This is a public episode. If you’d like to discuss this with other subscribers or get access to bonus episodes, visit sub.thursdai.news/subscribe -
Hey there, Alex here with an end of summer edition of our show, which did not disappoint. Today is the official anniversary of stable diffusion 1.4 can you believe it?
It's the second week in the row that we have an exclusive LLM launch on the show (after Emozilla announced Hermes 3 on last week's show), and spoiler alert, we may have something cooking for next week as well!
This edition of ThursdAI is brought to you by W&B Weave, our LLM observability toolkit, letting you evaluate LLMs for your own use-case easily
Also this week, we've covered both ends of AI progress, doomerist CEO saying "Fck Gen AI" vs an 8yo coder and I continued to geek out on putting myself into memes (I promised I'll stop... at some point) so buckle up, let's take a look at another crazy week:
TL;DR
* Open Source LLMs
* AI21 releases Jamba1.5 Large / Mini hybrid Mamba MoE (X, Blog, HF)
* Microsoft Phi 3.5 - 3 new models including MoE (X, HF)
* BFCL 2 - Berkley Function Calling Leaderboard V2 (X, Blog, Leaderboard)
* NVIDIA - Mistral Nemo Minitron 8B - Distilled / Pruned from 12B (HF)
* Cohere paper proves - code improves intelligence (X, Paper)
* MOHAWK - transformer → Mamba distillation method (X, Paper, Blog)
* AI Art & Diffusion & 3D
* Ideogram launches v2 - new img diffusion king 👑 + API (X, Blog, Try it)
* Midjourney is now on web + free tier (try it finally)
* Flux keeps getting better, cheaper, faster + adoption from OSS (X, X, X)
* Procreate hates generative AI (X)
* Big CO LLMs + APIs
* Grok 2 full is finally available on X - performs well on real time queries (X)
* OpenAI adds GPT-4o Finetuning (blog)
* Google API updates - 1000 pages PDFs + LOTS of free tokens (X)
* This weeks Buzz
* Weights & Biases Judgement Day SF Hackathon in September 21-22 (Sign up to hack)
* Video
* Hotshot - new video model - trained by 4 guys (try it, technical deep dive)
* Luma Dream Machine 1.5 (X, Try it)
* Tools & Others
* LMStudio 0.0.3 update - local RAG, structured outputs with any model & more (X)
* Vercel - Vo now has chat (X)
* Ark - a completely offline device - offline LLM + worlds maps (X)
* Ricky's Daughter coding with cursor video is a must watch (video)
The Best of the Best: Open Source Wins with Jamba, Phi 3.5, and Surprise Function Calling Heroes
We kick things off this week by focusing on what we love the most on ThursdAI, open-source models! We had a ton of incredible releases this week, starting off with something we were super lucky to have live, the official announcement of AI21's latest LLM: Jamba.
AI21 Officially Announces Jamba 1.5 Large/Mini – The Powerhouse Architecture Combines Transformer and Mamba
While we've covered Jamba release on the show back in April, Jamba 1.5 is an updated powerhouse. It's 2 models, Large and Mini, both MoE and both are still hybrid architecture of Transformers + Mamba that try to get both worlds.

### SUPPLIED RECORDS
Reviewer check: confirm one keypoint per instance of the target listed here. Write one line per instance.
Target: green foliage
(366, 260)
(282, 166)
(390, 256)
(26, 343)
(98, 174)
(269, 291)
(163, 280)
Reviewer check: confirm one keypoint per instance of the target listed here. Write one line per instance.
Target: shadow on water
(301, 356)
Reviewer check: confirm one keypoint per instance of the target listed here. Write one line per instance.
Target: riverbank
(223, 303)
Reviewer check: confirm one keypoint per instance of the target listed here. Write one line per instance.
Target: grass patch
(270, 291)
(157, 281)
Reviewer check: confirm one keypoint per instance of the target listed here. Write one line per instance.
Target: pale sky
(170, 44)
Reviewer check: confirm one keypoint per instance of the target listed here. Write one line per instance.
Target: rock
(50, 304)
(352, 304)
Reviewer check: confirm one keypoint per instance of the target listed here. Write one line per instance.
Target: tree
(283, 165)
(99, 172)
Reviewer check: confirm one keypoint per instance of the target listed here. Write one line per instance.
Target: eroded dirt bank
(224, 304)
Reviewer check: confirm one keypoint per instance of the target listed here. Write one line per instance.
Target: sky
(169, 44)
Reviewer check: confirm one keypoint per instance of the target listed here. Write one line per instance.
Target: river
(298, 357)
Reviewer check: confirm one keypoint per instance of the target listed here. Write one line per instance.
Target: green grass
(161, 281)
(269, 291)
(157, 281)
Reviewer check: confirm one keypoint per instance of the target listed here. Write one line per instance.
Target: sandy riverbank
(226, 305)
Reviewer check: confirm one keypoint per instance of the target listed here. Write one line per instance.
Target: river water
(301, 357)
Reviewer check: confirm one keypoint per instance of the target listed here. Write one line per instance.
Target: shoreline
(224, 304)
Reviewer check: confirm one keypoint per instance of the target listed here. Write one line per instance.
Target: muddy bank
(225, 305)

### LIST OF TASKS
- A) List the items under the "Open Source LLMs" heading in the TL;DR of the ThursdAI text. Leave out the link labels in parentheses.
- B) Sum up the ThursdAI text in two sentences.

### SOLVED PROBLEMS
- A)
- AI21 releases Jamba1.5 Large / Mini hybrid Mamba MoE
- Microsoft Phi 3.5 - 3 new models including MoE
- BFCL 2 - Berkley Function Calling Leaderboard V2
- NVIDIA - Mistral Nemo Minitron 8B - Distilled / Pruned from 12B
- Cohere paper proves - code improves intelligence
- MOHAWK - transformer → Mamba distillation method

- B) Alex opens an end-of-summer edition of ThursdAI, brought to you by W&B Weave, with a TL;DR of the week's news covering open-source LLMs, AI art, big-company LLMs and APIs, video, and tools. The show begins with open-source models, starting with AI21's live announcement of Jamba 1.5, which comes as two MoE models, Large and Mini, that both use a hybrid Transformer and Mamba architecture.